▸ **PROVIDED TEXT**:
One possible answer goes back to the spike in brain activity of the Detroit driver. He was afraid, probably before he even knew why. The size of trucks makes most of us nervous—and rightfully so. When we have a close brush with a truck or we see the horrific results of a crash between a car and a truck, it undoubtedly leaves a greater impression on our consciousness, which can skew our view of the world. “Being tailgated by a big truck is worth getting tailgated by fifty Geo Metros,” as Blower put it. “It stays with you, and you generalize with that.” (Studies have suggested that people think there are more trucks on the road than is actually the case.)
Here’s the conundrum: If, on both an instinctual level and a more intellectual level, the drivers of cars fear trucks, why do car drivers, in so many cases, act so dangerously around them? The answer, as we are about to see, is that on the road we make imperfect guesses as to exactly what is risky and why, and we act on those biases in ways we may not even be aware of.
Should I Stay or Should I Go? Why Risk on the Road Is So Complicated
Psychologists have suggested that we generally think about risk in two different ways. One way, called “risk as analysis,” involves reason, logic, and careful consideration about the consequences of choices. This is what we do when we tell ourselves, on the way to the airport with a nervous stomach, “Statistically, flying is much safer than driving.”

▸ **EXERCISE TASK A**: In the passage on driving risk, what name is given to the way of thinking about risk that involves reason, logic, and careful consideration of the consequences of choices?

Outline labeling entries
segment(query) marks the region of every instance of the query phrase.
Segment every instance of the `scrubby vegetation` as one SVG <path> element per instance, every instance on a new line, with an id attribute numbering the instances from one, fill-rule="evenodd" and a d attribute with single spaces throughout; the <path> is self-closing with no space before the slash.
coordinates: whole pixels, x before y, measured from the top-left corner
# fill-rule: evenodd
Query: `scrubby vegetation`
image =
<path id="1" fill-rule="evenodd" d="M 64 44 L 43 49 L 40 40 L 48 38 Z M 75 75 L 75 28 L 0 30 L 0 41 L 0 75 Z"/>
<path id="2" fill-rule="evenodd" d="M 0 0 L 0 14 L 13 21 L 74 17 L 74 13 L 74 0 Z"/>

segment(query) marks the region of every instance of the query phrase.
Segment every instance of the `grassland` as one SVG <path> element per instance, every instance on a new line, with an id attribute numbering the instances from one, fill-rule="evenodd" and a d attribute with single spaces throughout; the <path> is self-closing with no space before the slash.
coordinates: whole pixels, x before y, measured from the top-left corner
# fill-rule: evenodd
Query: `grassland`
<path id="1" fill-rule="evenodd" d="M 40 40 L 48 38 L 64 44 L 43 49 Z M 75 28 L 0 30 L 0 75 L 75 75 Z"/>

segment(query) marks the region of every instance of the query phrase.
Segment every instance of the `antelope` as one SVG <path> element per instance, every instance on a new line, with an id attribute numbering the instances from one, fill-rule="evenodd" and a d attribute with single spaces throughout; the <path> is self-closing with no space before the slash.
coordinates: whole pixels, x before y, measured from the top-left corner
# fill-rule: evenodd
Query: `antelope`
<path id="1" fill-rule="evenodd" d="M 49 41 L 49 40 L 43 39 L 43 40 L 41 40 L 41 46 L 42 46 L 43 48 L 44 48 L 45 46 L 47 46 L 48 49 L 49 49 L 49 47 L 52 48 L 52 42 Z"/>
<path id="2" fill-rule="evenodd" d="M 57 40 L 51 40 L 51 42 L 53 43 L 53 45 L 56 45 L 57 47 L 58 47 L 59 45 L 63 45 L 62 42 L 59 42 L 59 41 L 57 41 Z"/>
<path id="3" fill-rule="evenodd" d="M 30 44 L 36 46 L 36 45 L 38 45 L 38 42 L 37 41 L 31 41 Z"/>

▸ **EXERCISE TASK B**: Reproduce the entries word for word, everything from the very start of the entries down to the line containing "L 0 14 L 13", with that line included.

▸ **COMPLETE ANSWER A**: It is called "risk as analysis."

▸ **COMPLETE ANSWER B**:
segment(query) marks the region of every instance of the query phrase.
Segment every instance of the `scrubby vegetation` as one SVG <path> element per instance, every instance on a new line, with an id attribute numbering the instances from one, fill-rule="evenodd" and a d attribute with single spaces throughout; the <path> is self-closing with no space before the slash.
coordinates: whole pixels, x before y, measured from the top-left corner
# fill-rule: evenodd
Query: `scrubby vegetation`
image =
<path id="1" fill-rule="evenodd" d="M 64 44 L 43 49 L 40 40 L 48 38 Z M 75 75 L 75 28 L 0 30 L 0 41 L 0 75 Z"/>
<path id="2" fill-rule="evenodd" d="M 0 0 L 0 14 L 13 21 L 74 17 L 74 13 L 74 0 Z"/>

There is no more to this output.